Render the data from the line with "If any curved" to the line with "xmin=27 ymin=3 xmax=56 ymax=34" as a two-column CSV with the headers instruction and boxes. Make one row for each sentence beginning "If any", placing that sentence in one quoted field and the coordinate lines that follow it in another, with line breaks replaced by spaces.

[start of The data]

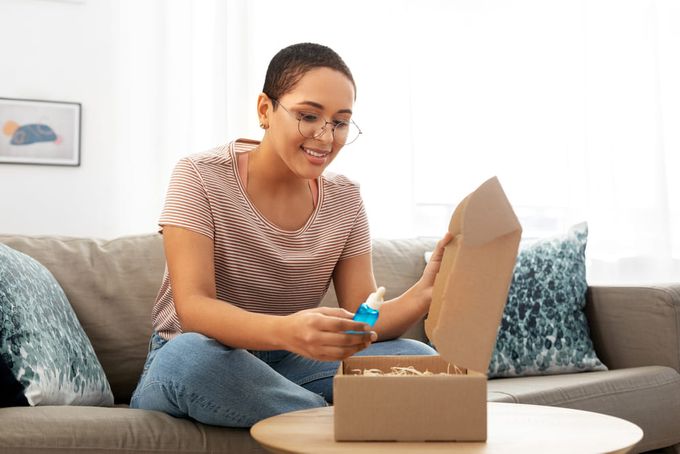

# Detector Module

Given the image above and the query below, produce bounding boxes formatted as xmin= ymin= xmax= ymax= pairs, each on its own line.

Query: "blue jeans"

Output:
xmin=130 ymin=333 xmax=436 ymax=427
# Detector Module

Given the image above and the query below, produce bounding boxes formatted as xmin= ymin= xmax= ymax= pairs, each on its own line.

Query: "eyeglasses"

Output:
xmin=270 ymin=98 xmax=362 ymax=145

[end of The data]
[start of The data]

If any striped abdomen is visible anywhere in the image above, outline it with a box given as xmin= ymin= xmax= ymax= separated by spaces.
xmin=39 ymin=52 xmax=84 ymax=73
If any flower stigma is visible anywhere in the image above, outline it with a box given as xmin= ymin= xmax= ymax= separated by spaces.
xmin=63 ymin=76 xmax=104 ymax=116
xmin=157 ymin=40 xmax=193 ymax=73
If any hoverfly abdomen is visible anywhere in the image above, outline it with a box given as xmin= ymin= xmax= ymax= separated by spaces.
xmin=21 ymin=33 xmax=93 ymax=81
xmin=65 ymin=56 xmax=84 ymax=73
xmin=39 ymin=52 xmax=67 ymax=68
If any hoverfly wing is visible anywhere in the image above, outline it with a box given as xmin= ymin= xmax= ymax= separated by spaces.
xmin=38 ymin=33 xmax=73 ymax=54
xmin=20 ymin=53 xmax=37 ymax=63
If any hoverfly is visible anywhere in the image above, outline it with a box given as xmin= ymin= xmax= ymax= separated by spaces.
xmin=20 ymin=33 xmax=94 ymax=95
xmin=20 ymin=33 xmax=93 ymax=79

[end of The data]
[start of The data]

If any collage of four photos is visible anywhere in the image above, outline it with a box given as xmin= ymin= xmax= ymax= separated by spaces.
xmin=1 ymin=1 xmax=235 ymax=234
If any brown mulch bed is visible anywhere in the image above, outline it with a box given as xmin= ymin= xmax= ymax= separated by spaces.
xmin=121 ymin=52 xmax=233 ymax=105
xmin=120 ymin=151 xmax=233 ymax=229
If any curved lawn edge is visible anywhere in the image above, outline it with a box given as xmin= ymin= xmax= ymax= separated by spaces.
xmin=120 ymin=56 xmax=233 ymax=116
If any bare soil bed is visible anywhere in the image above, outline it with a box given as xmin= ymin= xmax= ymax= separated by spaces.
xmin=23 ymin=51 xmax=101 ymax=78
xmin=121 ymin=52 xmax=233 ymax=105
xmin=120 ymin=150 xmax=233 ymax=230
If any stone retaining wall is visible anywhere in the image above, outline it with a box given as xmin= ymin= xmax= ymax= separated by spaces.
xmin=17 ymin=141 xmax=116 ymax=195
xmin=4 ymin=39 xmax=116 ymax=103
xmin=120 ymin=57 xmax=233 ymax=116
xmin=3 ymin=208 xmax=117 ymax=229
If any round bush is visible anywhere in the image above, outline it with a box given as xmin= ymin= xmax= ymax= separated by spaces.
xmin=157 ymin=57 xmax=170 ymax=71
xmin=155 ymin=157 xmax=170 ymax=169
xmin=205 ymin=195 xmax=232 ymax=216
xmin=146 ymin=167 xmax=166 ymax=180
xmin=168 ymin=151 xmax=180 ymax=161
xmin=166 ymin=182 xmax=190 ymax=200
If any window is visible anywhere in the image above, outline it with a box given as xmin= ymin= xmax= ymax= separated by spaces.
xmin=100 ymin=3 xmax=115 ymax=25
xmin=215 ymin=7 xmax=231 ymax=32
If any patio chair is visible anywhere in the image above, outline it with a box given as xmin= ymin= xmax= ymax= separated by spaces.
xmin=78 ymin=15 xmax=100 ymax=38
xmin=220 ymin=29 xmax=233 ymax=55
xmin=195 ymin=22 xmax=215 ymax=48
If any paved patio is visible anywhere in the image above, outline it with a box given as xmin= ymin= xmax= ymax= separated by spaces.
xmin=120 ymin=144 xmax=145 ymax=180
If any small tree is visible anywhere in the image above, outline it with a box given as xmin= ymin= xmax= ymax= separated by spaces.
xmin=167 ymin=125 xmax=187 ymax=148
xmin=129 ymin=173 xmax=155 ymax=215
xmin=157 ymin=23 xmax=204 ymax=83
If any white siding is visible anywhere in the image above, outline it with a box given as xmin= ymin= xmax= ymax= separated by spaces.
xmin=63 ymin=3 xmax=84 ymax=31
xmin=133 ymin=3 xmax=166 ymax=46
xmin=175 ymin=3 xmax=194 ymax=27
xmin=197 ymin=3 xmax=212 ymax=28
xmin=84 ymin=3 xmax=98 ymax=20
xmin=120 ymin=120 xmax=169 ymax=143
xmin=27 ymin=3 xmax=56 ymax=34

[end of The data]

§ Full output:
instruction,boxes
"If any curved lawn edge is visible anywhere in the image above, outline it with a box given as xmin= ymin= xmax= ymax= separated by spaces.","xmin=120 ymin=56 xmax=233 ymax=116"
"If any bare soil bed is visible anywhere in the image above, outline it with a box given as xmin= ymin= xmax= ymax= separated by spaces.","xmin=23 ymin=51 xmax=101 ymax=78 xmin=121 ymin=52 xmax=233 ymax=105 xmin=120 ymin=150 xmax=233 ymax=230"
"If any stone retaining wall is visible anywhere in the image above, outline it with a box given as xmin= ymin= xmax= ymax= separated by spaces.","xmin=17 ymin=141 xmax=116 ymax=195 xmin=4 ymin=39 xmax=116 ymax=103 xmin=120 ymin=57 xmax=233 ymax=116 xmin=3 ymin=208 xmax=117 ymax=229"
"If any round bush is visible anywhere in the image above, outline it with a box given as xmin= ymin= xmax= ymax= separated by spaces.","xmin=157 ymin=57 xmax=170 ymax=71 xmin=155 ymin=157 xmax=170 ymax=169 xmin=205 ymin=195 xmax=232 ymax=216 xmin=146 ymin=167 xmax=166 ymax=180 xmin=168 ymin=151 xmax=180 ymax=161 xmin=166 ymin=182 xmax=190 ymax=200"
"If any window is visible anywhere in the image above, outline it with a box given as xmin= ymin= xmax= ymax= separated by spaces.","xmin=100 ymin=3 xmax=115 ymax=25 xmin=215 ymin=7 xmax=231 ymax=32"
"If any patio chair is visible anywhere in the image above, outline it with a box given as xmin= ymin= xmax= ymax= separated by spaces.","xmin=78 ymin=15 xmax=100 ymax=38 xmin=220 ymin=29 xmax=233 ymax=55 xmin=195 ymin=22 xmax=215 ymax=48"
"If any paved patio is visible anywhere in the image above, outline it with a box given as xmin= ymin= xmax= ymax= separated by spaces.","xmin=120 ymin=144 xmax=145 ymax=180"
"If any small tree is visible anywhere in the image above, outline it with a box given as xmin= ymin= xmax= ymax= separated by spaces.","xmin=167 ymin=125 xmax=187 ymax=148 xmin=129 ymin=173 xmax=155 ymax=215 xmin=157 ymin=23 xmax=204 ymax=83"
"If any white siding is visible anywhere in the image above, outline it with a box given as xmin= ymin= xmax= ymax= separated by spaces.","xmin=63 ymin=3 xmax=84 ymax=31 xmin=133 ymin=3 xmax=166 ymax=46 xmin=175 ymin=3 xmax=194 ymax=27 xmin=197 ymin=3 xmax=212 ymax=28 xmin=84 ymin=3 xmax=98 ymax=20 xmin=120 ymin=120 xmax=169 ymax=143 xmin=27 ymin=3 xmax=56 ymax=34"